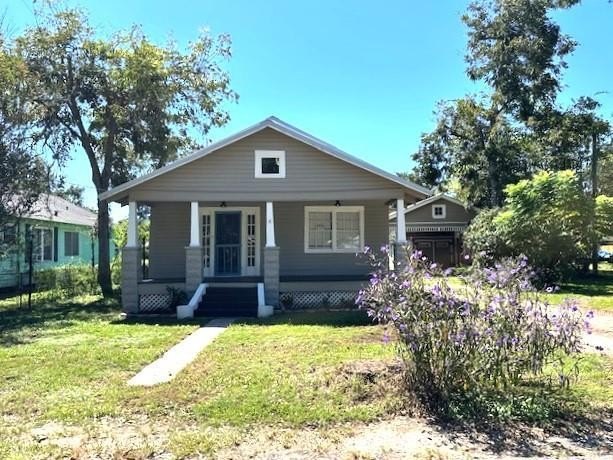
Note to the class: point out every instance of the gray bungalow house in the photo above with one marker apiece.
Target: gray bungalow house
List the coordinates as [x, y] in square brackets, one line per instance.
[269, 217]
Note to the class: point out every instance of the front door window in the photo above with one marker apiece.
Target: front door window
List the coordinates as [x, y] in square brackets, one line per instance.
[227, 243]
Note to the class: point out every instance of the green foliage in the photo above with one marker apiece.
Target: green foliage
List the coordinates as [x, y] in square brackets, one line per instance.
[516, 128]
[518, 50]
[604, 216]
[476, 146]
[123, 102]
[491, 332]
[24, 174]
[548, 218]
[483, 236]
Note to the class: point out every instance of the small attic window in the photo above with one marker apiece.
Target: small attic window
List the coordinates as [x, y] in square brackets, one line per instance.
[439, 211]
[269, 163]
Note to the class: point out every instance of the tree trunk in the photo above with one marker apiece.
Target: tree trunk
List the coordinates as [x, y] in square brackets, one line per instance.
[594, 178]
[495, 200]
[104, 266]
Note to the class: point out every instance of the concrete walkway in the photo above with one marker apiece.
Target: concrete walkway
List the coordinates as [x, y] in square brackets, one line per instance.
[166, 368]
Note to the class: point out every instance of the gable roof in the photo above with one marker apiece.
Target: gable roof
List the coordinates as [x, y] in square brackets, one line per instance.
[432, 199]
[282, 127]
[53, 208]
[439, 196]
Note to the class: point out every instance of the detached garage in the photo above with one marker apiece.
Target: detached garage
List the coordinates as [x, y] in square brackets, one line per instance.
[435, 227]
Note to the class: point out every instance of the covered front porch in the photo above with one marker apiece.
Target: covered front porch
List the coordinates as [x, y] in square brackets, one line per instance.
[295, 254]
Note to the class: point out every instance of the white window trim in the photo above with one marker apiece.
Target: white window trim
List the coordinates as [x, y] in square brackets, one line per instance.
[333, 210]
[259, 154]
[78, 243]
[41, 254]
[444, 208]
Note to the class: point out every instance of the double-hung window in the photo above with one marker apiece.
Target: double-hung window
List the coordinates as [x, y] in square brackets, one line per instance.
[333, 229]
[71, 244]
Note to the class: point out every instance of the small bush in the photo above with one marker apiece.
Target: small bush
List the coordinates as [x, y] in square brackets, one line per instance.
[492, 333]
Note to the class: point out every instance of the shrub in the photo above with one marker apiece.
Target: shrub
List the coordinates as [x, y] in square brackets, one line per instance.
[548, 218]
[491, 333]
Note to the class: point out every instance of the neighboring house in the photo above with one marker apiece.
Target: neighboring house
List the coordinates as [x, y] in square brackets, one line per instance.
[61, 235]
[435, 227]
[269, 217]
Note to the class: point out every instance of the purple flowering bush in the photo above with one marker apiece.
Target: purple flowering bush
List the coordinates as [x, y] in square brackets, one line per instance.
[493, 331]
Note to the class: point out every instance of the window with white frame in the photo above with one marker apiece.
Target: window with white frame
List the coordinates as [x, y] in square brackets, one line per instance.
[439, 211]
[333, 229]
[71, 243]
[42, 240]
[270, 163]
[206, 240]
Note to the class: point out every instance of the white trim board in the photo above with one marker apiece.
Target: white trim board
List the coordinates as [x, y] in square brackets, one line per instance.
[283, 128]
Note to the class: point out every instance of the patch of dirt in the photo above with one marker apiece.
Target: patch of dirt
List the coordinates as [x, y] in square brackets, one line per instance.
[601, 338]
[400, 437]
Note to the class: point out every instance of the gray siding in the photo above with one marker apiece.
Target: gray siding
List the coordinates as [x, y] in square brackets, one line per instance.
[169, 237]
[455, 213]
[229, 174]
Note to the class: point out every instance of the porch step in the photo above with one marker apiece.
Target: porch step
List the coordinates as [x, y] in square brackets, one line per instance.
[229, 301]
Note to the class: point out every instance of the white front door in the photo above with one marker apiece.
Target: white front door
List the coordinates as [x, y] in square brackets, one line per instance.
[213, 245]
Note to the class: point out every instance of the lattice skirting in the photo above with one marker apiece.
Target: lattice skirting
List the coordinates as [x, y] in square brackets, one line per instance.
[298, 300]
[152, 303]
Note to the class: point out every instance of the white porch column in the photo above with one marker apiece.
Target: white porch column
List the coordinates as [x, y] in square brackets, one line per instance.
[194, 238]
[132, 226]
[270, 226]
[401, 228]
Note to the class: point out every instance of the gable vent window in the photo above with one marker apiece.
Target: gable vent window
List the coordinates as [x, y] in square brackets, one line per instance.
[439, 211]
[269, 164]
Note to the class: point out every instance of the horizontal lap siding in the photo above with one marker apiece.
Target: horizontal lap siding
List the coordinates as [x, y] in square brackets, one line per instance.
[232, 169]
[168, 239]
[289, 232]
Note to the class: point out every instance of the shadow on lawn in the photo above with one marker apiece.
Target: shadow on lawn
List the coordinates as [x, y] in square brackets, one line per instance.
[590, 285]
[534, 415]
[19, 325]
[333, 318]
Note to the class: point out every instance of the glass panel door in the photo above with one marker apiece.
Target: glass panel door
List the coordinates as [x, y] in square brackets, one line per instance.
[227, 243]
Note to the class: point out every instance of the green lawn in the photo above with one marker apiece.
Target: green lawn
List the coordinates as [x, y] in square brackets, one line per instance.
[592, 292]
[68, 365]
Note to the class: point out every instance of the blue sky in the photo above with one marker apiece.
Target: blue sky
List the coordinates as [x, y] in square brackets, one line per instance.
[364, 76]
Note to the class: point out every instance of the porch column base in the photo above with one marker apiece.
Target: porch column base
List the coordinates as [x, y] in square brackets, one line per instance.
[271, 276]
[401, 254]
[193, 268]
[130, 275]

= = =

§ **Activity**
Write out the records above exactly. Pictures do not belong in the copy.

§ **Solution to this problem**
Note to the class: point out every instance of the gray bungalow house in the photo above with one marker apiece.
Target: gray bungalow house
List the coordinates as [x, y] in square brackets, one line per instance.
[269, 217]
Note to the class: point out every instance of the front door window in the photo above with one marker apiece.
Target: front door window
List the coordinates as [x, y] in square brackets, one line per instance.
[227, 243]
Note to the class: point out every instance of the green foliage in the photo above with one marker apiece.
Target: green foliage
List the coordinates as [x, y] in square brackets, one line per instance.
[516, 128]
[518, 50]
[604, 216]
[476, 146]
[123, 102]
[491, 332]
[24, 174]
[548, 218]
[483, 236]
Note to the class: point out every instance of the small attic window in the photo above with one marker apiece.
Target: small attic window
List the coordinates as [x, y] in square brackets, one line per instance.
[439, 211]
[269, 163]
Note to the class: point out every instance of the tree trunk in the photo above with one marker apiece.
Target: tree trunk
List the coordinates as [x, y] in square brackets, one line per instance.
[594, 178]
[495, 200]
[104, 266]
Note to the class: point out every instance of the concrete walkway in the photo above with one marker apiece.
Target: concrete walkway
List the coordinates as [x, y] in square brackets, one line per instance.
[166, 368]
Note to the class: point out every instance of the gable roof in the photo above with one marker apiece.
Target: gable roof
List the coordinates as [x, y] in square brackets, one line per instance.
[432, 199]
[282, 127]
[53, 208]
[439, 196]
Note to the class: point out every instance of the detached garage in the photo above with one marker apiece.
Target: detached garage
List the coordinates as [x, y] in square brackets, one line per instance.
[435, 227]
Note to the class: point out every instance of the covered front porch in the photo above with one marker apiece.
Target: covered front porch
List the coordinates as [x, y] in square brackets, one line per instance.
[295, 254]
Note to the class: point out every instance of the white window trim in the photo above with one marker apiece.
Target: white window trim
List the coordinates as [x, y] in square brackets, one line per instance.
[333, 210]
[259, 154]
[78, 243]
[41, 254]
[444, 208]
Note to the class: point out every instance of the double-hung window in the photo above with one marker apiece.
Target: double-hung window
List the coordinates as [x, y] in square brackets, one line per instance.
[333, 229]
[71, 244]
Note to the class: point out every instance of the small bush in the photo above with one marker apiece.
Target: small bush
List the coordinates as [x, y] in square brackets, one line per instance.
[492, 333]
Note to the class: point out every instance of the shrub in the photo above with one marker apiece.
Target: shrub
List the coordinates as [x, y] in square brackets, one line per instance.
[548, 218]
[491, 333]
Note to the class: point out every instance of the neighboring house in the photo above with one marker apiece.
Target: neighboring house
List the coordinates as [x, y] in square brackets, one line per instance.
[61, 235]
[435, 227]
[269, 217]
Note to the class: point out every instance of the purple flowering bush in the photo above with one marker apiece.
Target: purple flowering bush
List the coordinates as [x, y] in square brackets, one line per instance.
[493, 331]
Note to the class: point out every instance of the window with white frame in the photo above with one marker apiece.
Target: window with white frame
List the coordinates as [x, y] in square brackets, one line per instance.
[439, 211]
[333, 229]
[71, 243]
[42, 240]
[270, 163]
[206, 240]
Note to the class: point out every instance of the white trim board in the photo above with one marker apiece.
Target: white trim board
List the coordinates as [x, y] in square brackets, one line per instance.
[283, 128]
Note to the class: point out every instance of the patch of dirt in the photo above with one marker apiece.
Target: patch of dirt
List the coordinates as [x, y] in square brackets, one line per instance.
[601, 338]
[400, 437]
Note to the class: point out every instance of the gray siding in the photo above with one marker apiece.
Target: gray siding
List the coordinates as [x, y] in square brackets, one line per instance.
[169, 237]
[455, 213]
[229, 174]
Note to the class: point out every instance of the porch step in the photo above with one marker apiece.
Target: porch step
List the coordinates as [x, y] in square brackets, one line per instance.
[229, 301]
Note to the class: point out every instance of the white front door in the photo above with one marker apiece.
Target: white front door
List the coordinates as [x, y] in square brackets, one line per instance.
[213, 245]
Note to the class: point out every instance of the lattice skirting in the photo above with one marker apiece.
Target: lattice skirting
List the coordinates as [x, y] in square brackets, one line per instance.
[298, 300]
[152, 303]
Note to the class: point out every instance of the white porch column in the photo above with one marker apiece.
Target: white porch column
List the coordinates as [x, y] in square brackets, one line per instance.
[194, 238]
[132, 226]
[270, 226]
[401, 228]
Note to the class: point out every instance of the gable vent window in the photo above with one marker apiece.
Target: gable vent window
List the coordinates as [x, y] in square brackets, one line per instance.
[439, 211]
[269, 164]
Note to the class: point out every instance of the horizontal lap siding in the photo above with one marker apiece.
Target: horizontal lap siding
List the coordinates as [x, y] in square brackets, one line per instance.
[232, 169]
[168, 239]
[289, 232]
Note to the class: point out every instance of the shadow on lawn in the photo above with one marker apiece.
Target: shadow on lawn
List the coordinates as [x, y] in square brackets, one line per instance.
[590, 285]
[534, 415]
[19, 325]
[333, 318]
Note to the class: point out every instance of the glass panel door in the photo above with one marker apiece.
Target: glass panel door
List the coordinates as [x, y] in square brackets, one line per instance.
[227, 243]
Note to the class: point out every instance of the green lawn in the photo above with one marker apiece.
Target: green lawn
List the coordinates as [x, y] in square brackets, one line per instance.
[592, 292]
[68, 365]
Note to the class: point out every instance of the blue sky in the photo above with one marker apiece.
Target: blue sky
List the coordinates as [x, y] in square brackets, one line per instance.
[364, 76]
Note to the class: point out every instance of the porch column base in the photo above with one marker apiece.
Target: porch column base
List the coordinates as [x, y] in square brackets, one line per instance.
[271, 276]
[401, 254]
[193, 268]
[130, 275]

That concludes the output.